Each record must be retyped in full. No character may differ.

▶ INPUT:

>> Start

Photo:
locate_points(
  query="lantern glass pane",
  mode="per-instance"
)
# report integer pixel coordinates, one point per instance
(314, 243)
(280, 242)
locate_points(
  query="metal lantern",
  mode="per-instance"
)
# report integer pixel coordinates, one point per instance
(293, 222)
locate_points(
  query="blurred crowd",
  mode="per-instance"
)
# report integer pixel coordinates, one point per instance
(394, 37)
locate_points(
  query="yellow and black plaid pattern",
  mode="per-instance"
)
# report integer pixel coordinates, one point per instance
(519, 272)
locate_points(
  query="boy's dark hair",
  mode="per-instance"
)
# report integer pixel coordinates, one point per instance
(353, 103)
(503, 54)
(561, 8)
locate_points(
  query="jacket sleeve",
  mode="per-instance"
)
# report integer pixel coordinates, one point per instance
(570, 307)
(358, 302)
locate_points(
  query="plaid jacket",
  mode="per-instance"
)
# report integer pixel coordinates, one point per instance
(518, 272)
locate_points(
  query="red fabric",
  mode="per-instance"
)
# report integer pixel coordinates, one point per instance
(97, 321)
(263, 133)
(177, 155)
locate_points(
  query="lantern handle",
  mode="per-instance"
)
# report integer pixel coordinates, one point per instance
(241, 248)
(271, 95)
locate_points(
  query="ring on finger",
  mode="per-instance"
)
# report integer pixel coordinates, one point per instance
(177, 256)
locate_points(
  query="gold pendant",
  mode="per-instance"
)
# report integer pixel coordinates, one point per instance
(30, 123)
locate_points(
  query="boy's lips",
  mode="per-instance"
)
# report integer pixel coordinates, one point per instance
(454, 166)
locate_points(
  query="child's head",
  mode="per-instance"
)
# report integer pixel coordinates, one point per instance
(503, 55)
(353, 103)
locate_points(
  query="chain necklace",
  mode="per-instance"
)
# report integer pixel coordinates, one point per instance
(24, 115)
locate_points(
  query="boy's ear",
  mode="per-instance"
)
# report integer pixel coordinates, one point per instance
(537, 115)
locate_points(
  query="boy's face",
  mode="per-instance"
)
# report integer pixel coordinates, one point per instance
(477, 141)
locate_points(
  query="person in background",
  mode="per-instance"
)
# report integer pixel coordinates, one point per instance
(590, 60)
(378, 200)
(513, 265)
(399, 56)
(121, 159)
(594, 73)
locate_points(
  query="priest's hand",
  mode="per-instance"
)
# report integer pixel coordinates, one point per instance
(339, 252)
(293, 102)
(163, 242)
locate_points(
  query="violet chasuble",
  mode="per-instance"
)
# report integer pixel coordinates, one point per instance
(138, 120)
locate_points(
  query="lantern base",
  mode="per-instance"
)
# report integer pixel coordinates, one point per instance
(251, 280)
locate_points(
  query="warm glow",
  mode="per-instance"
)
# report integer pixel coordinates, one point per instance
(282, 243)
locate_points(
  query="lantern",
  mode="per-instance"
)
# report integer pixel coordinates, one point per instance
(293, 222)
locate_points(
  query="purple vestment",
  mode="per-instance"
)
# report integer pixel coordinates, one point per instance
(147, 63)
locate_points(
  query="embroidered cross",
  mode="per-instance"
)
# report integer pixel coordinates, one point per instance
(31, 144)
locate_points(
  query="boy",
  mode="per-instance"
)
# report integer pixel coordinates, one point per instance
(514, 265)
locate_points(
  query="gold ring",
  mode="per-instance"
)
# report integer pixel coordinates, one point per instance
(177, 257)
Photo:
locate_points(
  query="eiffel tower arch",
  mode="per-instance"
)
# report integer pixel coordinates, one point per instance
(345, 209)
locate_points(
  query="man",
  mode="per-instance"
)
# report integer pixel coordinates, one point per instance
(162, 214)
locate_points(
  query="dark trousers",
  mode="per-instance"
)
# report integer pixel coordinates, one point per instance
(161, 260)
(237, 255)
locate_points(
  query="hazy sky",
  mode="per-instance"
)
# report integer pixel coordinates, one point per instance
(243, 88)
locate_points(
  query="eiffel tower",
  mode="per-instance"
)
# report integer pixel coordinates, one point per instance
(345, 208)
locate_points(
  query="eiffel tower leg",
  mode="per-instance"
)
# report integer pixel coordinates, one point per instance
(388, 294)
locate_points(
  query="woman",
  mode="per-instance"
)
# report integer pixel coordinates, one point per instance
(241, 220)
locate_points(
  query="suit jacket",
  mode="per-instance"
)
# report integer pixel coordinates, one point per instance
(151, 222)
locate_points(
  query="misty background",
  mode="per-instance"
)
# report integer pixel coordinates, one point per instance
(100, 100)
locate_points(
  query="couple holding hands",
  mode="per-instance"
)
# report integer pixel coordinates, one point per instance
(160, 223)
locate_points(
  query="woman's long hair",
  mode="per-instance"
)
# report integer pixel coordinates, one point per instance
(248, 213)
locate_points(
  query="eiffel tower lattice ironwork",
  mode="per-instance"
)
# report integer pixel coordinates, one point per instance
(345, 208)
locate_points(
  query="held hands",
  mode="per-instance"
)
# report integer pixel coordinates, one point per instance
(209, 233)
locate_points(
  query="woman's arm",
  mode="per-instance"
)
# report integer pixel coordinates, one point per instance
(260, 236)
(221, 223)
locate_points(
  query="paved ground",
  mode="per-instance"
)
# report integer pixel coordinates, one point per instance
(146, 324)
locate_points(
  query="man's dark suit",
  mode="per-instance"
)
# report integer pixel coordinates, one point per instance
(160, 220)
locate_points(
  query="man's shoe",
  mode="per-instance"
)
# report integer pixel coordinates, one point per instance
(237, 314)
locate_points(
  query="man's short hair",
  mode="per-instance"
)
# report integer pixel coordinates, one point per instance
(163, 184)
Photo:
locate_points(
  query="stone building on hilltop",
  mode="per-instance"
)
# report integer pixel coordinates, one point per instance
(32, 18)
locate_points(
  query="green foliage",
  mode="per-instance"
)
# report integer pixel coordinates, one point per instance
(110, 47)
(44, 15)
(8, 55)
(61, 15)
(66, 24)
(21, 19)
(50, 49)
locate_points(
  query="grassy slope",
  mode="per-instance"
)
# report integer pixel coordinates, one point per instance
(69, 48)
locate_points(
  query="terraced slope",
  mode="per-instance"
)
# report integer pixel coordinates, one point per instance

>> End

▶ OUTPUT FOR THIS TASK:
Photo:
locate_points(
  query="lantern glass pane",
  mode="per-instance"
)
# report integer pixel coordinates, one point per instance
(314, 243)
(280, 242)
locate_points(
  query="metal lantern",
  mode="per-instance"
)
# report integer pixel coordinates, one point per instance
(293, 222)
locate_points(
  query="blurred crowd",
  mode="per-instance"
)
# report integer pixel coordinates, one point per instance
(394, 37)
locate_points(
  query="yellow and black plaid pattern",
  mode="per-instance"
)
# report integer pixel coordinates, one point per instance
(519, 272)
locate_points(
  query="boy's dark hair",
  mode="per-instance"
)
# report integer pixel coordinates, one point per instance
(353, 103)
(503, 54)
(561, 8)
locate_points(
  query="jacket sleeve",
  mode="per-instance"
)
# report integer pixel coordinates, one point per instance
(570, 307)
(358, 302)
locate_points(
  query="plaid jacket",
  mode="per-instance"
)
# report integer pixel coordinates, one point per instance
(518, 272)
locate_points(
  query="red fabric",
  mode="per-instance"
)
# report integer pixel coordinates, one point per instance
(97, 321)
(263, 133)
(177, 155)
locate_points(
  query="lantern handle",
  mode="per-instance"
)
# report integer pixel coordinates, one point per instance
(241, 248)
(271, 95)
locate_points(
  query="ring on finger",
  mode="per-instance"
)
# report integer pixel coordinates, one point per instance
(177, 256)
locate_points(
  query="gold pendant",
  mode="per-instance"
)
# report integer pixel coordinates, one point per instance
(30, 123)
locate_points(
  query="boy's lips",
  mode="per-instance"
)
# report integer pixel coordinates, one point per instance
(454, 166)
locate_points(
  query="child's head",
  mode="per-instance"
)
# report integer pixel coordinates, one point per instance
(503, 55)
(353, 103)
locate_points(
  query="chain necklace",
  mode="per-instance"
)
# report integer pixel coordinates, one point per instance
(24, 115)
locate_points(
  query="boy's ear",
  mode="per-instance"
)
# report integer pixel coordinates, one point per instance
(537, 115)
locate_points(
  query="boy's face",
  mode="per-instance"
)
# report integer pixel coordinates, one point per instance
(477, 141)
locate_points(
  query="person in background",
  mode="per-instance"
)
# report integer pixel coordinates, one point per instance
(590, 60)
(378, 200)
(513, 265)
(399, 56)
(121, 159)
(594, 73)
locate_points(
  query="priest's hand",
  mode="per-instance"
)
# report integer pixel coordinates, one point per instance
(339, 252)
(293, 102)
(163, 242)
locate_points(
  query="violet chasuble",
  mode="per-instance"
)
# report integer pixel coordinates, one point per instance
(138, 120)
locate_points(
  query="lantern base",
  mode="per-instance"
)
# report integer pixel coordinates, one point per instance
(251, 280)
locate_points(
  query="warm glow",
  mode="per-instance"
)
# report integer pixel coordinates, one point per instance
(282, 243)
locate_points(
  query="lantern",
  mode="per-instance"
)
# report integer pixel coordinates, one point per instance
(293, 222)
locate_points(
  query="purple vestment",
  mode="per-instance"
)
# report integer pixel coordinates, one point per instance
(147, 63)
locate_points(
  query="embroidered cross",
  mode="per-instance"
)
# report integer pixel coordinates, one point per instance
(31, 144)
locate_points(
  query="boy",
  mode="per-instance"
)
# report integer pixel coordinates, one point per instance
(514, 265)
locate_points(
  query="gold ring",
  mode="per-instance"
)
# report integer pixel coordinates, one point per instance
(177, 257)
Photo:
locate_points(
  query="eiffel tower arch",
  mode="per-instance"
)
# report integer pixel coordinates, one point per instance
(345, 209)
locate_points(
  query="man",
  mode="per-instance"
)
# report integer pixel coordinates, one point per instance
(162, 214)
locate_points(
  query="dark trousers",
  mode="per-instance"
)
# report integer pixel coordinates, one point per instance
(161, 260)
(237, 255)
locate_points(
  query="hazy sky",
  mode="per-instance"
)
# report integer pixel coordinates, one point per instance
(243, 88)
locate_points(
  query="eiffel tower",
  mode="per-instance"
)
# report integer pixel coordinates, one point per instance
(345, 208)
locate_points(
  query="eiffel tower leg",
  mode="per-instance"
)
# report integer pixel coordinates, one point per instance
(388, 294)
locate_points(
  query="woman",
  mode="per-instance"
)
# report integer pixel coordinates, one point per instance
(241, 220)
locate_points(
  query="suit jacket",
  mode="per-instance"
)
# report integer pixel coordinates, one point per instance
(151, 222)
locate_points(
  query="misty background",
  mode="per-instance"
)
# report integer pixel coordinates, one point per instance
(100, 100)
locate_points(
  query="couple holding hands",
  mode="per-instance"
)
# report integer pixel coordinates, one point per instance
(160, 223)
locate_points(
  query="woman's long hair",
  mode="per-instance"
)
# report integer pixel coordinates, one point per instance
(248, 213)
locate_points(
  query="eiffel tower lattice ironwork",
  mode="per-instance"
)
# report integer pixel coordinates, one point per instance
(345, 208)
locate_points(
  query="held hands",
  mode="per-instance"
)
# report integer pixel coordinates, one point per instance
(209, 233)
locate_points(
  query="woman's arm",
  mode="per-instance"
)
# report integer pixel coordinates, one point per instance
(260, 236)
(221, 223)
locate_points(
  query="paved ground",
  mode="per-instance"
)
# report integer pixel coordinates, one point per instance
(146, 324)
locate_points(
  query="man's dark suit",
  mode="per-instance"
)
# report integer pixel coordinates, one point per instance
(160, 220)
locate_points(
  query="man's shoe",
  mode="per-instance"
)
# report integer pixel coordinates, one point per instance
(237, 314)
locate_points(
  query="man's short hair",
  mode="per-instance"
)
# report integer pixel coordinates, one point per instance
(163, 184)
Photo:
locate_points(
  query="stone building on hilltop",
  mode="per-instance"
)
# report integer pixel coordinates, one point per instance
(32, 18)
locate_points(
  query="green foliage",
  mode="per-instance"
)
# report integer pixel coordinates, one point per instance
(110, 47)
(44, 15)
(8, 55)
(61, 15)
(66, 24)
(21, 19)
(50, 49)
locate_points(
  query="grassy slope",
  mode="per-instance"
)
# report integer pixel coordinates, one point per instance
(69, 48)
locate_points(
  query="terraced slope",
  mode="per-instance"
)
# report integer pixel coordinates, one point per instance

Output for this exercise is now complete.